--- Provided text ---
+ + + +

Gradio → OpenObserve
Capture per-request latency, input length, and LLM spans for every Gradio chat or prediction call. Gradio does not emit OTel traces automatically, so instrumentation wraps the prediction function in a manual span and uses the OpenAI instrumentor for any LLM calls inside it.
Prerequisites
- Python 3.8+
- An OpenObserve account (cloud or self-hosted)
- Your OpenObserve organisation ID and Base64-encoded auth token
- An OpenAI API key (or another LLM provider)
Installation
pip install openobserve-telemetry-sdk openinference-instrumentation-openai "gradio==4.20.0" "huggingface_hub<1.0" openai python-dotenv
Configuration
Create a .env file in your project root:
OPENOBSERVE_URL=https://api.openobserve.ai/
OPENOBSERVE_ORG=your_org_id
OPENOBSERVE_AUTH_TOKEN=Basic <your_base64_token>
OPENAI_API_KEY=your-openai-api-key
Instrumentation
Call OpenAIInstrumentor().instrument() and openobserve_init() before defining the Gradio interface. Wrap the prediction function body in a manual span to capture Gradio-level metadata alongside the LLM child spans.
from dotenv import load_dotenv
load_dotenv()
from openinference.instrumentation.openai import OpenAIInstrumentor
from openobserve import openobserve_init
OpenAIInstrumentor().instrument()
openobserve_init()
from opentelemetry import trace
import os
import gradio as gr
from openai import OpenAI
tracer = trace.get_tracer(__name__)

+ + + +

(Collected data entries)
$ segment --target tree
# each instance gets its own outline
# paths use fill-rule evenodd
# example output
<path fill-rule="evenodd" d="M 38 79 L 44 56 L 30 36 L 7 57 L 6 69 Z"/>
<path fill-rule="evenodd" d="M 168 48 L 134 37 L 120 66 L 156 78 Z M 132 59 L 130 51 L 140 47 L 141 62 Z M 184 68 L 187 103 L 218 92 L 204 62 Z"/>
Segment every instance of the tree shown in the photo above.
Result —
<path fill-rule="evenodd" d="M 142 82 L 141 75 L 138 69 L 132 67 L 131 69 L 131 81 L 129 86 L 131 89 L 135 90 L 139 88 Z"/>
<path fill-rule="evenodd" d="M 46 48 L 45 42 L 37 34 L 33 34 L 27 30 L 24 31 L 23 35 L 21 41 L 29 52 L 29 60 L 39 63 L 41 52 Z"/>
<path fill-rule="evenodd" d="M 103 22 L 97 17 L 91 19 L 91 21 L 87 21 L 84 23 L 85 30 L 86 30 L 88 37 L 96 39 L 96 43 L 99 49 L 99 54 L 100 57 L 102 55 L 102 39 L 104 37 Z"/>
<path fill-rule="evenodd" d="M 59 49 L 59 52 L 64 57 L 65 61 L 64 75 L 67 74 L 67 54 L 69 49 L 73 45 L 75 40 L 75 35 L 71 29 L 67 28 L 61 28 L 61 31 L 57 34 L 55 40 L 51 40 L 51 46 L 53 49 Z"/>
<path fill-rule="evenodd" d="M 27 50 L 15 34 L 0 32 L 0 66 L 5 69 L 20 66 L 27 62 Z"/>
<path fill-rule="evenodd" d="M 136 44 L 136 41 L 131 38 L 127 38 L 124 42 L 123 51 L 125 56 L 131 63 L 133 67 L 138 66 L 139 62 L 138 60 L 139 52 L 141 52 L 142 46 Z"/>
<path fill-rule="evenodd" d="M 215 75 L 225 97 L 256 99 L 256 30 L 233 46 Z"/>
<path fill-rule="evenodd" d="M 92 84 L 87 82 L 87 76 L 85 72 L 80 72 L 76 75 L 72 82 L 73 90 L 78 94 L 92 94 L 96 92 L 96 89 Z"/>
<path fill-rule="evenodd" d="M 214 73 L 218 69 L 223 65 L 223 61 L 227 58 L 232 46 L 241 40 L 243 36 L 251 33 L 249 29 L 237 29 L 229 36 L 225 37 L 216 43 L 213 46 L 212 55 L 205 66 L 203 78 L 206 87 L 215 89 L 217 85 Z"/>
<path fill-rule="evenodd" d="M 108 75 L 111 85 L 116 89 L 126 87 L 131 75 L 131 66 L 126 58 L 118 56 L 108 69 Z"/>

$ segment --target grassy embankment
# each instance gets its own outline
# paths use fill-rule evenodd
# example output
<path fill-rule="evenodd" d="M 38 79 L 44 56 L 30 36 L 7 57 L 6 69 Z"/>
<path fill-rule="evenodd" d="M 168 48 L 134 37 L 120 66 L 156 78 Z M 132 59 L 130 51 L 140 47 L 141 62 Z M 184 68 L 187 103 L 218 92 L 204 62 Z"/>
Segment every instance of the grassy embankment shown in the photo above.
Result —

+ + + +

--- What you need to do ---
a) How would you render the sentence "Gradio does not emit OTel traces automatically, so instrumentation wraps the prediction function in a manual span and uses the OpenAI instrumentor for any LLM calls inside it." from the Gradio-to-OpenObserve guide in Spanish?
b) Can you continue the Gradio-to-OpenObserve guide, picking up right after its final line of code?

--- Task answers ---
a) Gradio no emite trazas de OTel automáticamente, por lo que la instrumentación envuelve la función de predicción en un span manual y utiliza el instrumentador de OpenAI para cualquier llamada a un LLM dentro de ella.

b)
client = OpenAI(api_key=os.environ["OPENAI_API_KEY"])
def chat(message: str, history: list) -> str:
with tracer.start_as_current_span("gradio.chat_predict") as span:
span.set_attribute("gradio.input_length", len(message))
span.set_attribute("gradio.history_turns", len(history))
messages = []
for user_msg, ai_msg in history:
messages.append({"role": "user", "content": user_msg})
messages.append({"role": "assistant", "content": ai_msg})
messages.append({"role": "user", "content": message})
response = client.chat.completions.create(
model="gpt-4o-mini",
messages=messages,
max_tokens=200,
)
reply = response.choices[0].message.content
span.set_attribute("gradio.output_length", len(reply))
return reply
gr.ChatInterface(chat).launch()
What Gets Captured
Each chat turn produces a root gradio.chat_predict span with a child LLM span from the OpenAI instrumentor. OpenObserve stores dot-separated attribute names with underscores.
Gradio root span
| Attribute (in OpenObserve) | Description |
|---|---|
operation_name |
gradio.chat_predict |
gradio_input_length |
Character count of the user message |
gradio_history_turns |
Number of prior conversation turns |
gradio_output_length |
Character count of the assistant reply |
duration |
End-to-end span latency |
span_status |
UNSET on success, ERROR on failure |
LLM child span (OpenAI instrumentor)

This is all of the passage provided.